Все эти годы вещи хранились в кишлаке, где душманы удерживали пленного
Перед началом военной операции США в Афганистане в Госкомитет Украины по делам ветеранов обратились американские представители с просьбой дать рекомендации, как вести себя в афганском плену, чтобы выжить: американцы составляли инструкцию для своих военнослужащих. Наши посоветовали вообще не соваться в Афганистан. Но уж если кто-то попадет в плен, то прежде всего -- не противиться принятию ислама.
Консультантов американцы нашли компетентных: сотрудники комитета уже многие годы занимаются поиском и возвращением на родину советских солдат, попавших в плен к душманам. Даже сейчас, когда в Афганистане снова идет война, поиск не прекращается. Как раз в разгар американской военной операции удалось найти солдатские вещи Валерия Кускова, якобы погибшего в далеком уже 1985 году.
Мать солдата Вера Ивановна Чумейко рассказывает, что те полтора года, пока Валерий присылал из армии весточки, регулярно сообщая в письмах, сколько осталось до «дембеля», плакала почти каждый день: что-то подсказывало материнскому сердцу, что он не вернется. Но о его гибели в плену мама узнала только через восемь лет после исчезновения сына. И вот сейчас через украинское посольство в Пакистане переданы вещи Валерия и фотография холмика, который насыпан якобы над его могилой.

- **Задание**
Через сколько лет после исчезновения Валерия Кускова его мать узнала о гибели сына в плену, согласно тексту о поиске советских пленных в Афганистане? Записи взяты из другого источника.

- **Записи**
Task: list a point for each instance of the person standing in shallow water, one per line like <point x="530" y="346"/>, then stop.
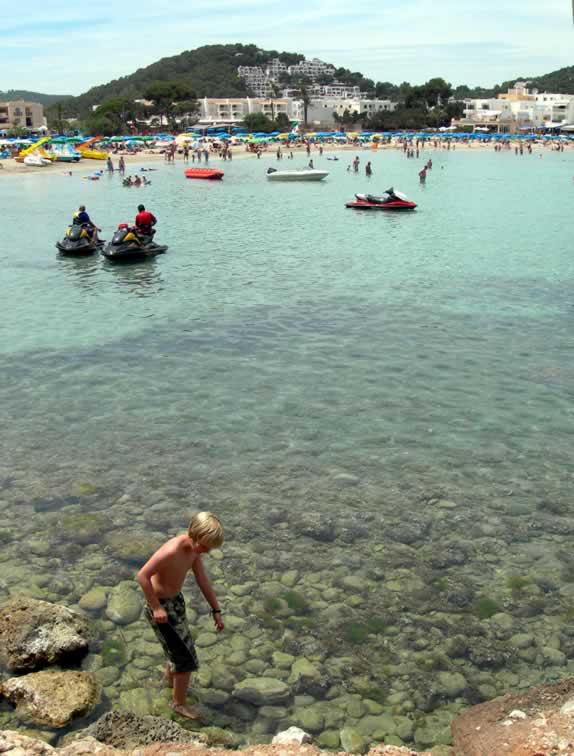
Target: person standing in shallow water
<point x="161" y="579"/>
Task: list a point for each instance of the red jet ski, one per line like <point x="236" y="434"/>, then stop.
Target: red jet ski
<point x="390" y="200"/>
<point x="211" y="174"/>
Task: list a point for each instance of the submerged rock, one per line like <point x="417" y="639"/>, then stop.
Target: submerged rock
<point x="262" y="691"/>
<point x="52" y="698"/>
<point x="35" y="633"/>
<point x="291" y="735"/>
<point x="122" y="729"/>
<point x="124" y="604"/>
<point x="12" y="742"/>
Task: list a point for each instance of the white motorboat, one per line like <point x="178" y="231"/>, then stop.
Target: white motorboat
<point x="36" y="160"/>
<point x="305" y="174"/>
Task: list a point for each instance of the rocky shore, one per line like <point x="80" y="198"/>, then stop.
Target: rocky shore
<point x="37" y="635"/>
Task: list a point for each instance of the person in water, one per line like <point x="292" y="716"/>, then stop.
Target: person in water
<point x="161" y="579"/>
<point x="145" y="221"/>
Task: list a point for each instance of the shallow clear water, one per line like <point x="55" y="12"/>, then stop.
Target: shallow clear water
<point x="379" y="396"/>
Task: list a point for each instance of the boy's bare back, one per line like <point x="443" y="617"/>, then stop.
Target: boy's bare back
<point x="169" y="566"/>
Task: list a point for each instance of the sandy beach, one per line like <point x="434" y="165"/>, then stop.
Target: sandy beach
<point x="86" y="166"/>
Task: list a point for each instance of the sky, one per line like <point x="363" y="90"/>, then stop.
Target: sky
<point x="66" y="48"/>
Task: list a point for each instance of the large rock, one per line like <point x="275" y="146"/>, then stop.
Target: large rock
<point x="124" y="603"/>
<point x="262" y="691"/>
<point x="35" y="633"/>
<point x="122" y="729"/>
<point x="538" y="721"/>
<point x="14" y="744"/>
<point x="291" y="735"/>
<point x="52" y="698"/>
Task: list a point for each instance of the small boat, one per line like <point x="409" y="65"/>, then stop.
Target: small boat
<point x="389" y="200"/>
<point x="305" y="174"/>
<point x="213" y="174"/>
<point x="36" y="161"/>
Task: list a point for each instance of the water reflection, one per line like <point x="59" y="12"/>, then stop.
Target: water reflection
<point x="82" y="271"/>
<point x="141" y="278"/>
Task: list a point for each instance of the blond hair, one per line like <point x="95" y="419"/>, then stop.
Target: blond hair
<point x="206" y="529"/>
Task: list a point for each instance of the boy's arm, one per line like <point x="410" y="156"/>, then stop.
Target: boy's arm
<point x="205" y="587"/>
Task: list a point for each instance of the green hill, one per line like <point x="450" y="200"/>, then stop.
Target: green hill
<point x="24" y="94"/>
<point x="210" y="71"/>
<point x="561" y="81"/>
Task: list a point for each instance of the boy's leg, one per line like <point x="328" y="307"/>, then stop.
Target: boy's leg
<point x="180" y="686"/>
<point x="167" y="678"/>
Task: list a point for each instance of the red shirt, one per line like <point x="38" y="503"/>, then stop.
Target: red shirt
<point x="145" y="218"/>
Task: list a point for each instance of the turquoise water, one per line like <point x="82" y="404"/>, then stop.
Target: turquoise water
<point x="378" y="396"/>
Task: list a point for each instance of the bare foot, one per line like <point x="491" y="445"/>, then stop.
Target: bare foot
<point x="184" y="710"/>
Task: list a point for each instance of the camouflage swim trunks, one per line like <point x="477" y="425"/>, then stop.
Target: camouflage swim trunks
<point x="174" y="635"/>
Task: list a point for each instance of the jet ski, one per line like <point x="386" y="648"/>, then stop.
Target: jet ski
<point x="389" y="200"/>
<point x="128" y="245"/>
<point x="79" y="241"/>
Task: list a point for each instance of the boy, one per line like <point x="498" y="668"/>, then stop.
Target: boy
<point x="161" y="579"/>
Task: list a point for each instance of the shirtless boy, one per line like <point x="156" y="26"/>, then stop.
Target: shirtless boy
<point x="161" y="579"/>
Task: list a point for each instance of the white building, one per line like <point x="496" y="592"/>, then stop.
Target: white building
<point x="321" y="109"/>
<point x="261" y="79"/>
<point x="336" y="89"/>
<point x="232" y="110"/>
<point x="518" y="109"/>
<point x="313" y="69"/>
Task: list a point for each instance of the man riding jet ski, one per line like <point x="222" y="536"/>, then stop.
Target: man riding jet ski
<point x="81" y="218"/>
<point x="129" y="244"/>
<point x="78" y="241"/>
<point x="81" y="237"/>
<point x="389" y="200"/>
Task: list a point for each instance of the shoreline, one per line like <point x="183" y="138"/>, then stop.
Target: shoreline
<point x="9" y="166"/>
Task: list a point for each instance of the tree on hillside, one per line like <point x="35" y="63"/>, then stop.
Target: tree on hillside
<point x="188" y="111"/>
<point x="436" y="91"/>
<point x="260" y="122"/>
<point x="165" y="96"/>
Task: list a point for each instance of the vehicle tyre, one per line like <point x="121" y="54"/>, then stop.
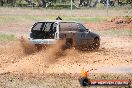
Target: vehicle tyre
<point x="38" y="47"/>
<point x="96" y="44"/>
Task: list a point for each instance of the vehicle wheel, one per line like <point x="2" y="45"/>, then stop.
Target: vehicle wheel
<point x="38" y="47"/>
<point x="96" y="44"/>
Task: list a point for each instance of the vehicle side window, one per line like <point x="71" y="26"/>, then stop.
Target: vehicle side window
<point x="37" y="26"/>
<point x="81" y="28"/>
<point x="68" y="26"/>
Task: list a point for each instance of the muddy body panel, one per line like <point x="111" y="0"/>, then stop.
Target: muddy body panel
<point x="74" y="33"/>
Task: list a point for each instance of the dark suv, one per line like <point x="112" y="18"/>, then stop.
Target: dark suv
<point x="76" y="35"/>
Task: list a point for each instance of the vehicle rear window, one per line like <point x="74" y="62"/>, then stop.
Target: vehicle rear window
<point x="68" y="26"/>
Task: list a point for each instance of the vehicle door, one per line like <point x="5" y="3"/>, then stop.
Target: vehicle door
<point x="83" y="34"/>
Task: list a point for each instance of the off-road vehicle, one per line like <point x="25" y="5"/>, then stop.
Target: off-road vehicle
<point x="74" y="33"/>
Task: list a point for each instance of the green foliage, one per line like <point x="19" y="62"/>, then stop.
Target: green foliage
<point x="7" y="37"/>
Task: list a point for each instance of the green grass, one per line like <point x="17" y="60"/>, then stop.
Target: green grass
<point x="114" y="32"/>
<point x="7" y="37"/>
<point x="29" y="19"/>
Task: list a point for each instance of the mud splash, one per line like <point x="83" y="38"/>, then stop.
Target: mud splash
<point x="35" y="62"/>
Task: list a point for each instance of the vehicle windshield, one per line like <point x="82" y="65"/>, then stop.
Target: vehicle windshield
<point x="43" y="30"/>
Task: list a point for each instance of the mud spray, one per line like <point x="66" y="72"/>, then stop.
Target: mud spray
<point x="30" y="59"/>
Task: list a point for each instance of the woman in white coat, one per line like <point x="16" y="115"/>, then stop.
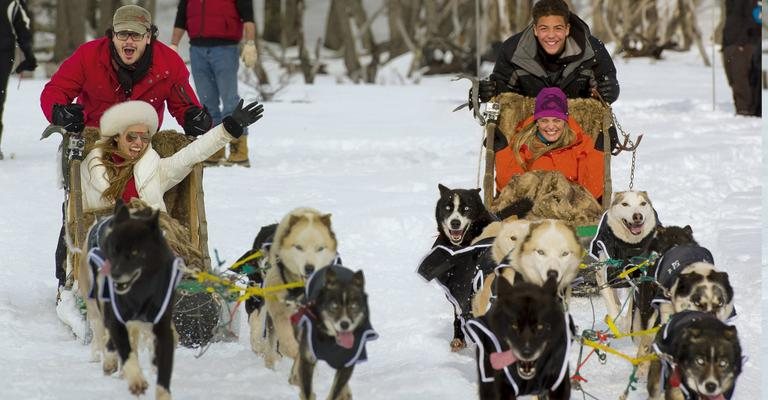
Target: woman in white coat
<point x="124" y="165"/>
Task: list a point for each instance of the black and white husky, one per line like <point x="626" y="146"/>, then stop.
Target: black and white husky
<point x="333" y="326"/>
<point x="459" y="260"/>
<point x="625" y="231"/>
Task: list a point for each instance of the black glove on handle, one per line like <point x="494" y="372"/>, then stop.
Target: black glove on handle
<point x="197" y="121"/>
<point x="69" y="117"/>
<point x="236" y="123"/>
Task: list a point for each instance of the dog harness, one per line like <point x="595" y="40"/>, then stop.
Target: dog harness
<point x="551" y="369"/>
<point x="670" y="264"/>
<point x="322" y="346"/>
<point x="125" y="310"/>
<point x="460" y="272"/>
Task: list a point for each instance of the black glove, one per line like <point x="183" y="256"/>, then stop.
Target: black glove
<point x="197" y="121"/>
<point x="499" y="140"/>
<point x="69" y="117"/>
<point x="236" y="123"/>
<point x="608" y="89"/>
<point x="29" y="64"/>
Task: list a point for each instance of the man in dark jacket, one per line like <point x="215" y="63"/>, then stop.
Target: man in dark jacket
<point x="557" y="49"/>
<point x="14" y="28"/>
<point x="215" y="28"/>
<point x="741" y="54"/>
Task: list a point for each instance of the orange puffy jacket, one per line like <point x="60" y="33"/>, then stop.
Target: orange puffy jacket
<point x="580" y="162"/>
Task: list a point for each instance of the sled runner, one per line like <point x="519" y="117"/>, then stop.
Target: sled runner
<point x="197" y="312"/>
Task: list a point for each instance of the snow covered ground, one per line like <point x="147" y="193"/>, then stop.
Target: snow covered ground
<point x="373" y="156"/>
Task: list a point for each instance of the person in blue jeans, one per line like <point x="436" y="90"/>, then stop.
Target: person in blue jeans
<point x="215" y="29"/>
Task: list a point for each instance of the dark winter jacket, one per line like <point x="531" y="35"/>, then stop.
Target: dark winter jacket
<point x="89" y="75"/>
<point x="213" y="22"/>
<point x="741" y="26"/>
<point x="522" y="66"/>
<point x="14" y="27"/>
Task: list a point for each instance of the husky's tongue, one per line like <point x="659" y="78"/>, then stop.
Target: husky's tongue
<point x="456" y="235"/>
<point x="345" y="339"/>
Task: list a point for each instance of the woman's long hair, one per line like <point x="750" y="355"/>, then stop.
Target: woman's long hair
<point x="118" y="173"/>
<point x="527" y="136"/>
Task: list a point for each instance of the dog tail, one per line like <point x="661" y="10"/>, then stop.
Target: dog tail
<point x="519" y="208"/>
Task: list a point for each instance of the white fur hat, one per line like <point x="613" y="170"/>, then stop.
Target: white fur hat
<point x="120" y="116"/>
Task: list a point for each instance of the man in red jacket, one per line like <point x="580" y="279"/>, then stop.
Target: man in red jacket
<point x="127" y="64"/>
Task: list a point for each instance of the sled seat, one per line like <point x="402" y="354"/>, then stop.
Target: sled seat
<point x="594" y="119"/>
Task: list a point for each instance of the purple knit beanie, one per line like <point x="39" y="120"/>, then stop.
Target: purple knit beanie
<point x="551" y="102"/>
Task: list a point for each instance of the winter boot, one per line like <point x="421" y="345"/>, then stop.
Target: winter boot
<point x="215" y="158"/>
<point x="238" y="152"/>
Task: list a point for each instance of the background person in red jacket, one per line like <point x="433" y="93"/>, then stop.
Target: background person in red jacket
<point x="127" y="64"/>
<point x="552" y="141"/>
<point x="215" y="28"/>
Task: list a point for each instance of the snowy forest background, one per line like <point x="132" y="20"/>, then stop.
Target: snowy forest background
<point x="372" y="155"/>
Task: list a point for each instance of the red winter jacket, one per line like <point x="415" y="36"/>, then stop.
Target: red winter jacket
<point x="214" y="19"/>
<point x="89" y="76"/>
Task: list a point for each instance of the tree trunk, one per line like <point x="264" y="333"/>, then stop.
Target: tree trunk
<point x="288" y="37"/>
<point x="71" y="17"/>
<point x="351" y="60"/>
<point x="396" y="42"/>
<point x="306" y="65"/>
<point x="106" y="11"/>
<point x="272" y="21"/>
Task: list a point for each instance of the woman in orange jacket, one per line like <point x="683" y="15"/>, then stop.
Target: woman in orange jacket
<point x="555" y="142"/>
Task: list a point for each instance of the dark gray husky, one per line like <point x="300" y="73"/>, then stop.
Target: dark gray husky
<point x="333" y="326"/>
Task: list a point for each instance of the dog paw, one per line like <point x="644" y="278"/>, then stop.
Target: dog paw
<point x="457" y="344"/>
<point x="109" y="363"/>
<point x="162" y="393"/>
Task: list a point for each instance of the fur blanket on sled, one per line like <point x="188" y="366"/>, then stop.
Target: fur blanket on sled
<point x="553" y="196"/>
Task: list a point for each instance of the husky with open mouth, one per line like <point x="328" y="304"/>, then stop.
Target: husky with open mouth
<point x="625" y="231"/>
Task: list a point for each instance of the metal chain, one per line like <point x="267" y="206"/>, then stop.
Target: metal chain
<point x="631" y="145"/>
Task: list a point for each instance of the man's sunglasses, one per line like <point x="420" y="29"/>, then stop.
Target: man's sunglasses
<point x="132" y="136"/>
<point x="124" y="35"/>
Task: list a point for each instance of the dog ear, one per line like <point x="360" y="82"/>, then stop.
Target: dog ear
<point x="326" y="220"/>
<point x="122" y="213"/>
<point x="443" y="190"/>
<point x="358" y="279"/>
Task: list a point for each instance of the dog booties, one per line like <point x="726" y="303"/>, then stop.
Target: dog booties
<point x="324" y="347"/>
<point x="551" y="368"/>
<point x="663" y="345"/>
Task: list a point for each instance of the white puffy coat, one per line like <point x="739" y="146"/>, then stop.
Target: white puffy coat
<point x="154" y="175"/>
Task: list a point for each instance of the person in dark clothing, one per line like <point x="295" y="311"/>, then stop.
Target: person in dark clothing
<point x="556" y="50"/>
<point x="741" y="54"/>
<point x="215" y="27"/>
<point x="14" y="29"/>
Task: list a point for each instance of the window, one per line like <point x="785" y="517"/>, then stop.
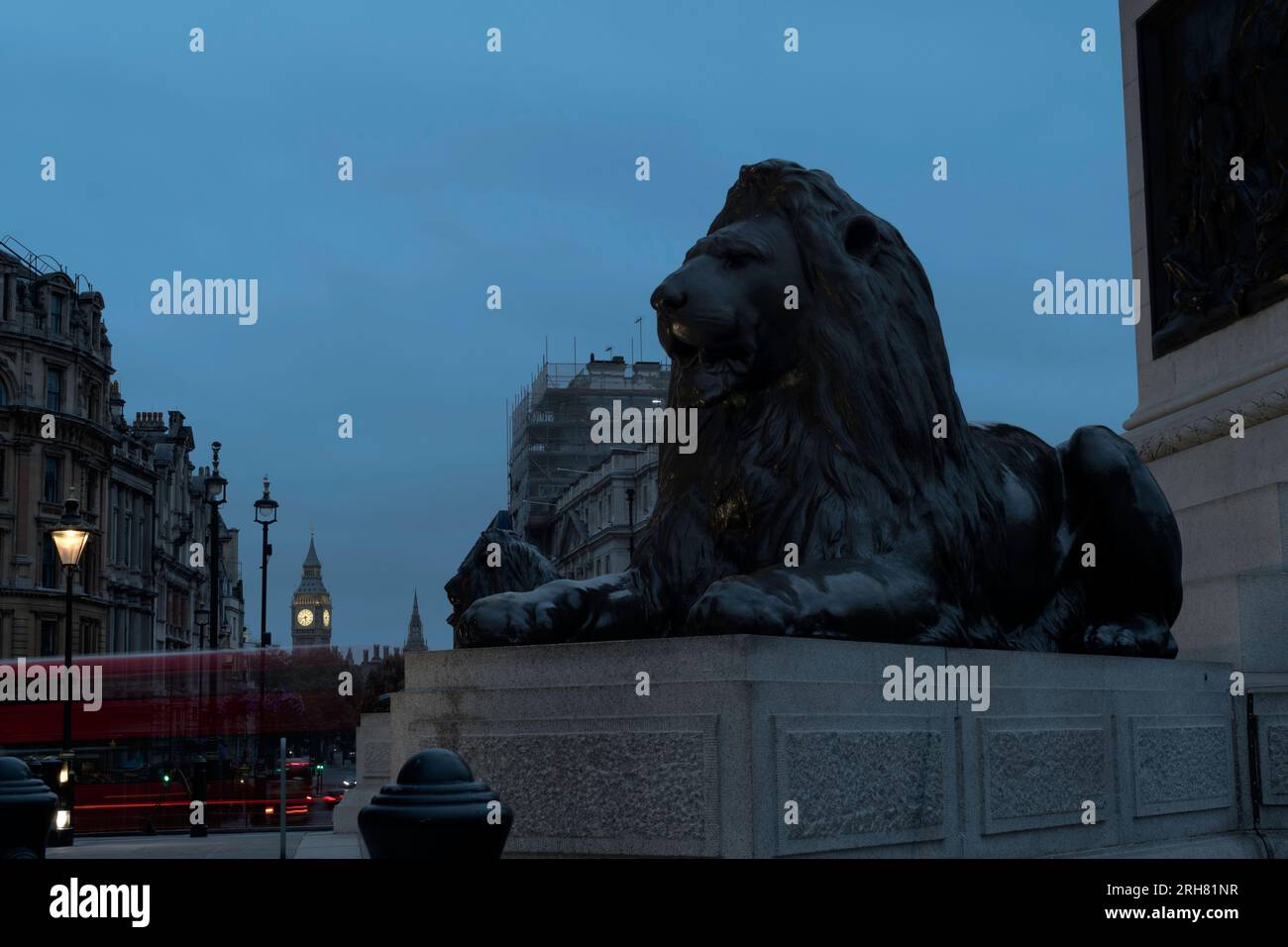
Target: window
<point x="50" y="562"/>
<point x="128" y="532"/>
<point x="48" y="637"/>
<point x="54" y="389"/>
<point x="53" y="479"/>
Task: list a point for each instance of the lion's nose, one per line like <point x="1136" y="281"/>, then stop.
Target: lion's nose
<point x="668" y="298"/>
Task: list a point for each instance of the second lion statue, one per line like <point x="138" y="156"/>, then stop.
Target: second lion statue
<point x="816" y="432"/>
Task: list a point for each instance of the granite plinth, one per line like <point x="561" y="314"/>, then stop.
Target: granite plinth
<point x="738" y="732"/>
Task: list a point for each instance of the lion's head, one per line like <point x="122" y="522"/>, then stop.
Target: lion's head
<point x="804" y="331"/>
<point x="520" y="567"/>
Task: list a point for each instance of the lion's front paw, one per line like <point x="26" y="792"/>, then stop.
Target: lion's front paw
<point x="738" y="605"/>
<point x="1134" y="639"/>
<point x="507" y="617"/>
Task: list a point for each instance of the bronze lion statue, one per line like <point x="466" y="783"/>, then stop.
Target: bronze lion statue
<point x="833" y="429"/>
<point x="520" y="567"/>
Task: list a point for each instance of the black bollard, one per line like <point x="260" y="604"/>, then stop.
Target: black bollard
<point x="26" y="810"/>
<point x="436" y="810"/>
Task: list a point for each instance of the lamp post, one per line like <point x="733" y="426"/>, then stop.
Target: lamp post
<point x="630" y="525"/>
<point x="202" y="620"/>
<point x="198" y="775"/>
<point x="69" y="539"/>
<point x="266" y="514"/>
<point x="217" y="488"/>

- **Ответ**
Через восемь лет после исчезновения сына.